• _RECORDS PROVIDED_
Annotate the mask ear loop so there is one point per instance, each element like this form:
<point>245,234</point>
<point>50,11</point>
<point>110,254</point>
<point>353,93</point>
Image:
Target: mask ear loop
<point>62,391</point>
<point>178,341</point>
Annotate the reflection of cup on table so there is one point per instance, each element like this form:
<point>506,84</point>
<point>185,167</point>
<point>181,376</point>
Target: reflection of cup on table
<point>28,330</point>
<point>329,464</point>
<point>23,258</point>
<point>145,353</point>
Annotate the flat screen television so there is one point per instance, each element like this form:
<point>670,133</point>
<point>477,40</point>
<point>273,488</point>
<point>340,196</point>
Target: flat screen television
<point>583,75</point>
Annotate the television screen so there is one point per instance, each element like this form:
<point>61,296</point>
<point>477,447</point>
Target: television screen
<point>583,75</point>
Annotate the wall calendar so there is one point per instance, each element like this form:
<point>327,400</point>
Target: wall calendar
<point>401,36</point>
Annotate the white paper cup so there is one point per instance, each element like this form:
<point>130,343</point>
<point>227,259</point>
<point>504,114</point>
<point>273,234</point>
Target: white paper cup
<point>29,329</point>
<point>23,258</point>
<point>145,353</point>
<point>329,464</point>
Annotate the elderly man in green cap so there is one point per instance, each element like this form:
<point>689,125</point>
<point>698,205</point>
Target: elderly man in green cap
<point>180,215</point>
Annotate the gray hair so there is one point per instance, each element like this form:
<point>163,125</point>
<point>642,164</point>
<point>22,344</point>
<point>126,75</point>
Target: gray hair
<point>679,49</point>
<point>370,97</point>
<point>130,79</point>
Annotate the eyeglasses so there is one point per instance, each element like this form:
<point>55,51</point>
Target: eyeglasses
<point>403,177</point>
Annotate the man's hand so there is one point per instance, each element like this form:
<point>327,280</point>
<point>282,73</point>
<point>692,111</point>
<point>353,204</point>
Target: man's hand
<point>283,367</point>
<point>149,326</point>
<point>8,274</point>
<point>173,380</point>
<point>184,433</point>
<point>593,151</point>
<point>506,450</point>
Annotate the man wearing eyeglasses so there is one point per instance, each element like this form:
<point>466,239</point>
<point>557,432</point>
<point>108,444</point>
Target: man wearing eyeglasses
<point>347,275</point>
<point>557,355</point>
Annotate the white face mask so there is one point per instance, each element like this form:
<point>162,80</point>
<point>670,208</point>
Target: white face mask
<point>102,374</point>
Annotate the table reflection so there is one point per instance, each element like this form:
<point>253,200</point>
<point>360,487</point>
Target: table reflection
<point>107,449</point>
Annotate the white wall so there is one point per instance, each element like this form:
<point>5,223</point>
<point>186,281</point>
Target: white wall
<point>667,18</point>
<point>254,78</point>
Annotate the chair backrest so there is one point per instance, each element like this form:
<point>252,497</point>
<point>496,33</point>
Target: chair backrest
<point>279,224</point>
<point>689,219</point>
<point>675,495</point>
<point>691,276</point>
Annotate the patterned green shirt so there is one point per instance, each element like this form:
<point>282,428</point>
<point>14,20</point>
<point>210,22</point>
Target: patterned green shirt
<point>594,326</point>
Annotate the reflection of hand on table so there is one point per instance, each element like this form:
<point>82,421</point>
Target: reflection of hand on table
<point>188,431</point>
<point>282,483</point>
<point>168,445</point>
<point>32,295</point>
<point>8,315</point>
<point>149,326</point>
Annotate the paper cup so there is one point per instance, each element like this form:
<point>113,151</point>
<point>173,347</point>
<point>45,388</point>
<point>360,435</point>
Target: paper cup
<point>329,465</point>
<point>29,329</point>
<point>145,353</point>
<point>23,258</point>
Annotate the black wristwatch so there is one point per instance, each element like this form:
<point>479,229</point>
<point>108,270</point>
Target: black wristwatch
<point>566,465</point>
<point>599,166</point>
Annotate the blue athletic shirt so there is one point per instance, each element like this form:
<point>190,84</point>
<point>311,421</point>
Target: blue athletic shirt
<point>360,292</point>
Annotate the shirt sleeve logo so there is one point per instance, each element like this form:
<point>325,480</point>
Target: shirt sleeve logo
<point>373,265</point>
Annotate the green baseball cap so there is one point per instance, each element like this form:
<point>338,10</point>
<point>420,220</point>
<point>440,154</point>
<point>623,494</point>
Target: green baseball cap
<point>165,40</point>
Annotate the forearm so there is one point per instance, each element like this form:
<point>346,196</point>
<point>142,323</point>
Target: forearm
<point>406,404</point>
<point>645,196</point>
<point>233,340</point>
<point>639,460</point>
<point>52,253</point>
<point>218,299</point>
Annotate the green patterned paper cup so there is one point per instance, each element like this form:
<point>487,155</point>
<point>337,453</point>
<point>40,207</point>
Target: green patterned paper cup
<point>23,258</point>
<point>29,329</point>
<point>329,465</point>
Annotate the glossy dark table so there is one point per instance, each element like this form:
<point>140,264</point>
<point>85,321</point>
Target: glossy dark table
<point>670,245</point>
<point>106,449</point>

• _TO BE DONE_
Can you rewrite every line from the line with "Annotate the wall" to the line with "<point>401,36</point>", both ends included, multiplying the coordinates in the answer points by 1.75 and rounding them to whole numbers with halves rounded up? All other numbers stay unchanged.

• _WORKED SOLUTION_
Annotate the wall calendar so there is one point per instance, each element like this form:
<point>327,400</point>
Target: wall calendar
<point>702,63</point>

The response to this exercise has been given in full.